*** Opening of Record set ***

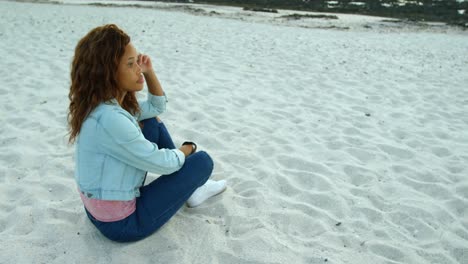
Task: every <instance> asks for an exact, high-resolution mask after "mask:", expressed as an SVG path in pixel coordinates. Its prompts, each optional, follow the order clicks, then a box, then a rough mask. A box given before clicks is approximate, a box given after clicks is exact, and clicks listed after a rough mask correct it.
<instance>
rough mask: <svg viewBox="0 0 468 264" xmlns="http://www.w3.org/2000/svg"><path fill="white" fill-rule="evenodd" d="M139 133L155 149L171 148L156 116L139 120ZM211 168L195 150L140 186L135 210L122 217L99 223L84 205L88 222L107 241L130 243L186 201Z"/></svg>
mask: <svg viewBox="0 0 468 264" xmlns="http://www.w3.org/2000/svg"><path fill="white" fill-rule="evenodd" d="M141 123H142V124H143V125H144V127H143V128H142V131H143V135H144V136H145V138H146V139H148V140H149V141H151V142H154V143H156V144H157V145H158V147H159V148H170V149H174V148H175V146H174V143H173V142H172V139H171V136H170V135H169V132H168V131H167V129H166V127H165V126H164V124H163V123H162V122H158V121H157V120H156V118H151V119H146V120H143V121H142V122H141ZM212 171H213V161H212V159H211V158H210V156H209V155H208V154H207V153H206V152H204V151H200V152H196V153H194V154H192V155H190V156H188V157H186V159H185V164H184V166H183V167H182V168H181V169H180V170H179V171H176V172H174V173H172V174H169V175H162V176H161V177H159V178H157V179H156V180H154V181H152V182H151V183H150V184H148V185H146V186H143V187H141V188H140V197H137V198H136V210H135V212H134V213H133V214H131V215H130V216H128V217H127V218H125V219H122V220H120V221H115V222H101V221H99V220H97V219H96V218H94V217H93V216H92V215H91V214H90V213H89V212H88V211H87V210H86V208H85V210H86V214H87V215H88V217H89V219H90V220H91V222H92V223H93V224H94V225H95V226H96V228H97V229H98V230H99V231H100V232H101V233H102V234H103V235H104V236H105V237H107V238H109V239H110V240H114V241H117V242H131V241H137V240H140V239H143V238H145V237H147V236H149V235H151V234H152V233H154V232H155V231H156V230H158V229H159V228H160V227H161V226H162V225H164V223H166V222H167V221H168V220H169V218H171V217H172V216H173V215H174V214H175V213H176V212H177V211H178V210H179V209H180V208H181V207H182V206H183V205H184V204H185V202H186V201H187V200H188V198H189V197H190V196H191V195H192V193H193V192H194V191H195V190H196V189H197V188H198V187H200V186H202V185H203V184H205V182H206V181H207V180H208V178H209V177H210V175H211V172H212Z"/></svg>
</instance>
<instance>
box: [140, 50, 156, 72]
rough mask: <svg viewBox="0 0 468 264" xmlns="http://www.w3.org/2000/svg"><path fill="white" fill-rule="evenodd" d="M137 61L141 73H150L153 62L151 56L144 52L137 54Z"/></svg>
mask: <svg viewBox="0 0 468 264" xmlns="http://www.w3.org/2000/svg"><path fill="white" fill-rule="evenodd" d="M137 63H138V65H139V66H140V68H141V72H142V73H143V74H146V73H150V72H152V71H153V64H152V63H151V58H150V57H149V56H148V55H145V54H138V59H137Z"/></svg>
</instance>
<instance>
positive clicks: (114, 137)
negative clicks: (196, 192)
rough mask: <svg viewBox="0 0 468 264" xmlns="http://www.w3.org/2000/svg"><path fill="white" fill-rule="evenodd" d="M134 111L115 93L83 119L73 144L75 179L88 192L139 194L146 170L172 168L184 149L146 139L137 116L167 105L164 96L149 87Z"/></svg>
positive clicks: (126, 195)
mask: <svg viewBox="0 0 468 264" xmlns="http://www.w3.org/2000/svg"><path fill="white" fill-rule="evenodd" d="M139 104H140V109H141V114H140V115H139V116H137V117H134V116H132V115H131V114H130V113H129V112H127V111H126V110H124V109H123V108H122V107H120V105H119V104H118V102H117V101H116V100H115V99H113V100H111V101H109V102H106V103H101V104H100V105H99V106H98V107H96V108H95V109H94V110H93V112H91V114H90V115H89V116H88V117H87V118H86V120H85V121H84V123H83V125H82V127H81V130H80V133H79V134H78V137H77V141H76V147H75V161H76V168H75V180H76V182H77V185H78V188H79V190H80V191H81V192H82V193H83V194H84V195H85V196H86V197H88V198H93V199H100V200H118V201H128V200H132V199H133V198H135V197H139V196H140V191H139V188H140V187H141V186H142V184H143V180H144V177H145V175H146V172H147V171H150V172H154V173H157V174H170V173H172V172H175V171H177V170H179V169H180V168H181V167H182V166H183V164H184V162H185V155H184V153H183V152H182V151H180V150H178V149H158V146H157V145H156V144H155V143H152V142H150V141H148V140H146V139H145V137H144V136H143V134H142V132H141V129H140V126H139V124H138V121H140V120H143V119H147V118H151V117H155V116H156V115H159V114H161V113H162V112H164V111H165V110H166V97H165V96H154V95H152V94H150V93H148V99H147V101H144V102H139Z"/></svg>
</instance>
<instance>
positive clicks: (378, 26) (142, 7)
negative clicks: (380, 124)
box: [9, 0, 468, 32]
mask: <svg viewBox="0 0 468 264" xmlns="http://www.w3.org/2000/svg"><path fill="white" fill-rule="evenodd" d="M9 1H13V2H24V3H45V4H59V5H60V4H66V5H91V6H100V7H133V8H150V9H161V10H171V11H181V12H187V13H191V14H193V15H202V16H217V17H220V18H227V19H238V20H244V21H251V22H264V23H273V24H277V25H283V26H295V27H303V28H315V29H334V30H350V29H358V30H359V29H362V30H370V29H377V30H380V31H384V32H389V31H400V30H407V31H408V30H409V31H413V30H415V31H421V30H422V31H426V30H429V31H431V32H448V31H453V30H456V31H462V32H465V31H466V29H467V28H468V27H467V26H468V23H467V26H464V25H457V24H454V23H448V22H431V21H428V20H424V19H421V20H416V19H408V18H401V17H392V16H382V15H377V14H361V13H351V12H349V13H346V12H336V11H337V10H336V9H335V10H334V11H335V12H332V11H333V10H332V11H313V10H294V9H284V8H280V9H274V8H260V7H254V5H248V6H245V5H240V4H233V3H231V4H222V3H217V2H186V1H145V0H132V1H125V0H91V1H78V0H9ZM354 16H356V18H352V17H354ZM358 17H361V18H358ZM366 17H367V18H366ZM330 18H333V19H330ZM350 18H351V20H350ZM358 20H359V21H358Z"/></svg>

*** Close of Record set ***
*** Opening of Record set ***

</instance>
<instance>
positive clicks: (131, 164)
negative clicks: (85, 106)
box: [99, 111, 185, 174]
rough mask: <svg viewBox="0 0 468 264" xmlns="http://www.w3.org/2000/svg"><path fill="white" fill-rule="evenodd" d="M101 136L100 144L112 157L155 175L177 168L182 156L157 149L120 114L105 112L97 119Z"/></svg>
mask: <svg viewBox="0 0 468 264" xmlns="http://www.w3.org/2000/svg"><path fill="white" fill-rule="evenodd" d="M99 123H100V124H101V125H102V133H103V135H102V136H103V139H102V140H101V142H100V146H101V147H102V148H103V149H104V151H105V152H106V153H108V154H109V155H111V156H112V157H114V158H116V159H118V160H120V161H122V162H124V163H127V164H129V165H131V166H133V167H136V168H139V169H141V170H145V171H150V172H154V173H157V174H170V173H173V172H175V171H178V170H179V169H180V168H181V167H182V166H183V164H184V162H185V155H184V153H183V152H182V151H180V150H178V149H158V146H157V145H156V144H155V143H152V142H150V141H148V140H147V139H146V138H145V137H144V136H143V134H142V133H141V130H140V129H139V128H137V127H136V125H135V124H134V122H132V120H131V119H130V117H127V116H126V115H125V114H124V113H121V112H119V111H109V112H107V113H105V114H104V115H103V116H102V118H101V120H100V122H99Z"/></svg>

*** Close of Record set ***

■ Work to complete
Render as a numbered list, omitting blank lines, the part of the material that opens with the line containing "Task: every <instance>" and closes with the line containing "133L155 149L171 148L156", both lines included.

■ Response to this task
1. Task: every <instance> asks for an exact, high-resolution mask after "mask:", expressed as an SVG path in pixel coordinates. Its prompts, each optional, follow the order clicks, then a box, then a rough mask. A box given before clicks is approximate, a box given after clicks is exact, and clicks listed after a rough mask correct it.
2. <instance>
3. rough mask: <svg viewBox="0 0 468 264" xmlns="http://www.w3.org/2000/svg"><path fill="white" fill-rule="evenodd" d="M139 133L155 149L171 148L156 116L139 120ZM211 168L195 150L140 186L135 210L122 217L99 223L84 205L88 222L107 241L130 243L186 201Z"/></svg>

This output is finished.